Operasi militer Sultan Agung Hanyakrakusuma menginvansi ke beberapa daerah di Jawa Timur dan Jawa Barat meraih sukses besar. Mataram menguasai hampir seluruh Pulau Jawa. Minus Banten dan Batavia. Kasultanan Banten sejak lama menjadi rival Mataram. Sedangkan Batavia berada di bawah penguasaan VOC.
Di barat, Kasultanan Cirebon telah lama menjadi mitra yang loyal. Salah satu permaisuri Sultan Agung asalnya dari kasultanan tersebut. Selain Cirebon, kekuasan Mataram meluas hingga Karawang dan Sumedang.
Ke timur, Mataram berhasil melumpuhkan Wirasaba, Lasem, Pasuruan, Tuban, dan Blambangan. Disusul Madura dan Surabaya. Operasi militer berlangsung sejak 1614. Tepatnya setahun setelah Sultan Agung bertakhta.
Operasi militer terus berjalan hingga 1624. Sebagian besar tentara Mataram adalah buruh dan petani yang dimobilisasi. Mereka dipersenjatai. Mobilisasi biasa diadakan pada musim kemarau.
Dari banyak daerah di timur yang susah ditembus adalah Kerajaan Surabaya. Saking sulitnya, operasi penyerbuan Mataram berlangsung hingga tiga kali. Kegagalan menundukan Surabaya pernah dialami Panembahan Hanyakrawati, ayah Sultan Agung.
Surabaya baru menyerah ke Mataram pada 1625. Meski menjadi bawahan Mataram, Sultan Agung menerapkan kebijakan yang lunak. Pangeran Pekik, putra Adipati Surabaya, dibiarkan berkuasa di daerahnya. Bahkan Pekik diundang secara khusus datang ke ibu kota Mataram di Kerta pada 1628.
Tumenggung Sepanjang yang menjadi bupati bawahan Mataram di Surabaya diberi tugas mengawal Pekik pergi ke Mataram. Selama Kadipaten Surabaya kosong, Tumenggung Alap-Alap ditunjuk menjadi pelaksana tugas (Plt) bupati Surabaya. Tugasnya menjaga pemerintahan tetap berjalan dengan baik.

> Butir-butir dari kumpulan pelabelan:
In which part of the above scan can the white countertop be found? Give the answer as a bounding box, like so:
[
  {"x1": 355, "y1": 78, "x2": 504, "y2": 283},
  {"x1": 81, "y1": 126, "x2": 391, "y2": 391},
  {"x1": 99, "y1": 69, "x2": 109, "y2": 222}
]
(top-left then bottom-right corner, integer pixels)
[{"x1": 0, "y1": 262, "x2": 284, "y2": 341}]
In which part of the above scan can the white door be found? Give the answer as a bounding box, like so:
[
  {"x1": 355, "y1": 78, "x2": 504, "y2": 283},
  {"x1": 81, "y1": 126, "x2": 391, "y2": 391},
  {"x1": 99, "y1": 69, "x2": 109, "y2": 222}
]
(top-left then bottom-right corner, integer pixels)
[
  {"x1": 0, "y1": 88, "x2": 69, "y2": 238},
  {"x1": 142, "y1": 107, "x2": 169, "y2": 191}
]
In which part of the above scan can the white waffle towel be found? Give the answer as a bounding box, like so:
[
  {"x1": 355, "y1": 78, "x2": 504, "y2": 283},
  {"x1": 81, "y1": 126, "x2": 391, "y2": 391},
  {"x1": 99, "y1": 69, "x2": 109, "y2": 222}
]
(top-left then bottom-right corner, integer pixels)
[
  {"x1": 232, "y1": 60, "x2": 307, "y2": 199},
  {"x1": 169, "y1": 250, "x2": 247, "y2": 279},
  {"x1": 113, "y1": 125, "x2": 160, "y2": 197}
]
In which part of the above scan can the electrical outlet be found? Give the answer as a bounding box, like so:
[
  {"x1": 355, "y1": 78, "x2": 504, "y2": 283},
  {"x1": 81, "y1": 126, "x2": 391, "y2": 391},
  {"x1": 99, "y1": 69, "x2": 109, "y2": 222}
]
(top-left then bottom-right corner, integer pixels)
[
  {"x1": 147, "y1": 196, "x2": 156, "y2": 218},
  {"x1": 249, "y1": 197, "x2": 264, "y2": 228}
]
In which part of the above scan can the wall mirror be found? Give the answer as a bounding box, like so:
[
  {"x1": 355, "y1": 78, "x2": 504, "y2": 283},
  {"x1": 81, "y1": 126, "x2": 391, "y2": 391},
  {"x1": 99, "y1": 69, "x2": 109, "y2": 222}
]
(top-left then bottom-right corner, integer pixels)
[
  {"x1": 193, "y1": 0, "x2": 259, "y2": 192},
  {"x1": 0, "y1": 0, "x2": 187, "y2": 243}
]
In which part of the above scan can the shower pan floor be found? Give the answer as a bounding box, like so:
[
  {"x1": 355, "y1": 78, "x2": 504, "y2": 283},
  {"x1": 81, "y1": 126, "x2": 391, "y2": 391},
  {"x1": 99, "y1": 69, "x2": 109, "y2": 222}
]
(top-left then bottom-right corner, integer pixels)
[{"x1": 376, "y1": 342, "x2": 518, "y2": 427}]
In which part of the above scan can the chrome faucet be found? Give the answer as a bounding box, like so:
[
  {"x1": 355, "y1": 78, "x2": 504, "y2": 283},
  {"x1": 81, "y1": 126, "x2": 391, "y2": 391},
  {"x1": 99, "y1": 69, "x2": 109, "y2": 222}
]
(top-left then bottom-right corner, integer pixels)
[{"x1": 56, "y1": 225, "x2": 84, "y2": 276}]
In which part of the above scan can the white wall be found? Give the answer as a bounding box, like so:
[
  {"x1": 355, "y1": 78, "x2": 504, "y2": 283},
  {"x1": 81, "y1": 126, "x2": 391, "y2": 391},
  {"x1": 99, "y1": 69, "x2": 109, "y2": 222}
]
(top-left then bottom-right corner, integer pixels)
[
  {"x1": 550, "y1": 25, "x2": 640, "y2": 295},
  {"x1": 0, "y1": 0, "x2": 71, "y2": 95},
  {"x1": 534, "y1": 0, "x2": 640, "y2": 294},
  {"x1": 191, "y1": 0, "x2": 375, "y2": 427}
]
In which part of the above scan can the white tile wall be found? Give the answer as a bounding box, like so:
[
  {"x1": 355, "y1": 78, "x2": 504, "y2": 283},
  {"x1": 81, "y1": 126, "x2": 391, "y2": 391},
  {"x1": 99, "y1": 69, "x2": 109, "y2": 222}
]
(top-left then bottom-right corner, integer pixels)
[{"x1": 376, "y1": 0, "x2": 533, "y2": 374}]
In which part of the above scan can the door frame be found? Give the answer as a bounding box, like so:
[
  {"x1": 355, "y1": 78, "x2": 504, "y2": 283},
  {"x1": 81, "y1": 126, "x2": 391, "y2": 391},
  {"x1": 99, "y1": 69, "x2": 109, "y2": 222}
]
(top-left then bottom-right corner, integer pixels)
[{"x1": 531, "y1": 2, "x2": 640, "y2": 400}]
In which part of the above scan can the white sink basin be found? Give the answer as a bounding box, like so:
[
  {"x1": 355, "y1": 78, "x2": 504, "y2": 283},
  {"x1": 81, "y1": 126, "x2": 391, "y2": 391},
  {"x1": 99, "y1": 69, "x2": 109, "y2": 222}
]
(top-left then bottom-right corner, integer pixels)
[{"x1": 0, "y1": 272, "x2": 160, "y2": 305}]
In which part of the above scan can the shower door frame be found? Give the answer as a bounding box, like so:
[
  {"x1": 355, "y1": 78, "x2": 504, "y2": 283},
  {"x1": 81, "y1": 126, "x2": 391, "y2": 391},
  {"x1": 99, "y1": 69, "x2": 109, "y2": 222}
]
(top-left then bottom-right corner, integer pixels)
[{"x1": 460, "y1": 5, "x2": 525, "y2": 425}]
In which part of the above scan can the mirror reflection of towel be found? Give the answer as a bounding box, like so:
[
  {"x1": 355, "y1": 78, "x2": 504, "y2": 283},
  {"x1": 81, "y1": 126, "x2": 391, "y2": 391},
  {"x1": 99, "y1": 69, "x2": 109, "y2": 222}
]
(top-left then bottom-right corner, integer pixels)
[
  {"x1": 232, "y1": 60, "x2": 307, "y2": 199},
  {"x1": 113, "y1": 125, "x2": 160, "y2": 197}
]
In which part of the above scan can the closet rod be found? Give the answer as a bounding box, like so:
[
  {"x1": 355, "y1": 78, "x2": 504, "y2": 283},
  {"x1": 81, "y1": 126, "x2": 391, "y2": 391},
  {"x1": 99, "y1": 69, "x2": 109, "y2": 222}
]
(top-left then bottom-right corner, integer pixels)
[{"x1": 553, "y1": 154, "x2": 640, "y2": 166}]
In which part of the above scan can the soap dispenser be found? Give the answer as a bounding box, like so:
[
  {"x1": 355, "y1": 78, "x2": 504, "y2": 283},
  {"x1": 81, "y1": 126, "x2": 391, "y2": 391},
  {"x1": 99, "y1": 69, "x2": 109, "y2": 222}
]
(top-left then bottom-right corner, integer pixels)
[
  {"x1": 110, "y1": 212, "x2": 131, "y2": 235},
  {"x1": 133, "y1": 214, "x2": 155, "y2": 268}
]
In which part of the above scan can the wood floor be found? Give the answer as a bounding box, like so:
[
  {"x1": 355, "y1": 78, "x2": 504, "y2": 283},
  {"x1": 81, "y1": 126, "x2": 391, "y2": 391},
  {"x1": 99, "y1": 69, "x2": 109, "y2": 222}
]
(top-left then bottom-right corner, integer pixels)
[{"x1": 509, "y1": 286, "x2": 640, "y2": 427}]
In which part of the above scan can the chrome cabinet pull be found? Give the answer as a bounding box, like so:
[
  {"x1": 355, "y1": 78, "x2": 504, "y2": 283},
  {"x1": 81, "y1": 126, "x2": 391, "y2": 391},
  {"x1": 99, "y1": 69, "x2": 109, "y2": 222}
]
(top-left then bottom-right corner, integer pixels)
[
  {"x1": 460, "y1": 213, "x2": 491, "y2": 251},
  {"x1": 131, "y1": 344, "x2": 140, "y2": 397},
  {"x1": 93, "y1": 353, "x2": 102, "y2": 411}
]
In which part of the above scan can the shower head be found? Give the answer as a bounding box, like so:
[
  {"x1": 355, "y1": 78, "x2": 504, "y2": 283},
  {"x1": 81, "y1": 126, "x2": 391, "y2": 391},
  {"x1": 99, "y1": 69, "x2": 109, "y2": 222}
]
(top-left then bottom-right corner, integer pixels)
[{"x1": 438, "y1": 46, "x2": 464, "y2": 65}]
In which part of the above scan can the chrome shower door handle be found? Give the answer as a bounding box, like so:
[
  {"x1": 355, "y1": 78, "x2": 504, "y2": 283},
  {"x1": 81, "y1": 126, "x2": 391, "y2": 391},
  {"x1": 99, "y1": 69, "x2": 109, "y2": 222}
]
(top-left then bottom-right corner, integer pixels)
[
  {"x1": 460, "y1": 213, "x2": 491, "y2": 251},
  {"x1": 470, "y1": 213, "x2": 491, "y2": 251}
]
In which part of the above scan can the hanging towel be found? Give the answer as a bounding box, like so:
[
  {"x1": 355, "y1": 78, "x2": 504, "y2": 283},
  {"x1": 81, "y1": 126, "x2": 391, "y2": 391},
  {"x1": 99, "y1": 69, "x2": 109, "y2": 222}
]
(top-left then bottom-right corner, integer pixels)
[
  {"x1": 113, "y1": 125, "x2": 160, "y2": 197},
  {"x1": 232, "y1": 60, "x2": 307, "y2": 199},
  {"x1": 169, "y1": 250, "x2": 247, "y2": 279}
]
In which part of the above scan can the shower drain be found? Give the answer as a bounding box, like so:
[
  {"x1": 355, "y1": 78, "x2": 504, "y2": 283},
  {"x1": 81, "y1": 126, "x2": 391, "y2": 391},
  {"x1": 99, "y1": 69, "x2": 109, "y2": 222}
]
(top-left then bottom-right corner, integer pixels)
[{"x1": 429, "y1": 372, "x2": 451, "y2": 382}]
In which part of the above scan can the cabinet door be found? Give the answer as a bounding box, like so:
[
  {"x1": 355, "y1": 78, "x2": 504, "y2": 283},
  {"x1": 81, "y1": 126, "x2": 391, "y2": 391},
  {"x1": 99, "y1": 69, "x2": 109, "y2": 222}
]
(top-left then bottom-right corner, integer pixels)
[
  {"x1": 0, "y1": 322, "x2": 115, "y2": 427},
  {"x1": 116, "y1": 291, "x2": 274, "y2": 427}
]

> Tantangan 1: Salin bagian teks tentang Sultan Agung yang dimulai dari "Dari banyak daerah" dan berakhir pada "berjalan dengan baik.".
> Tantangan 2: Ulangi baris-baris daftar di atas tanpa perubahan, mulai dari baris yang memuat "In which part of the above scan can the cabinet" hingga baris terakhir daftar itu.
Teks tentang Sultan Agung dan daftar di atas diambil dari sumber yang berlainan.

> Penyelesaian 1:
Dari banyak daerah di timur yang susah ditembus adalah Kerajaan Surabaya. Saking sulitnya, operasi penyerbuan Mataram berlangsung hingga tiga kali. Kegagalan menundukan Surabaya pernah dialami Panembahan Hanyakrawati, ayah Sultan Agung.
Surabaya baru menyerah ke Mataram pada 1625. Meski menjadi bawahan Mataram, Sultan Agung menerapkan kebijakan yang lunak. Pangeran Pekik, putra Adipati Surabaya, dibiarkan berkuasa di daerahnya. Bahkan Pekik diundang secara khusus datang ke ibu kota Mataram di Kerta pada 1628.
Tumenggung Sepanjang yang menjadi bupati bawahan Mataram di Surabaya diberi tugas mengawal Pekik pergi ke Mataram. Selama Kadipaten Surabaya kosong, Tumenggung Alap-Alap ditunjuk menjadi pelaksana tugas (Plt) bupati Surabaya. Tugasnya menjaga pemerintahan tetap berjalan dengan baik.

> Penyelesaian 2:
In which part of the above scan can the cabinet door be found? Give the answer as a bounding box, like so:
[
  {"x1": 355, "y1": 78, "x2": 504, "y2": 283},
  {"x1": 81, "y1": 126, "x2": 391, "y2": 391},
  {"x1": 99, "y1": 69, "x2": 109, "y2": 222}
]
(top-left then bottom-right corner, integer pixels)
[
  {"x1": 0, "y1": 322, "x2": 115, "y2": 427},
  {"x1": 116, "y1": 291, "x2": 274, "y2": 427}
]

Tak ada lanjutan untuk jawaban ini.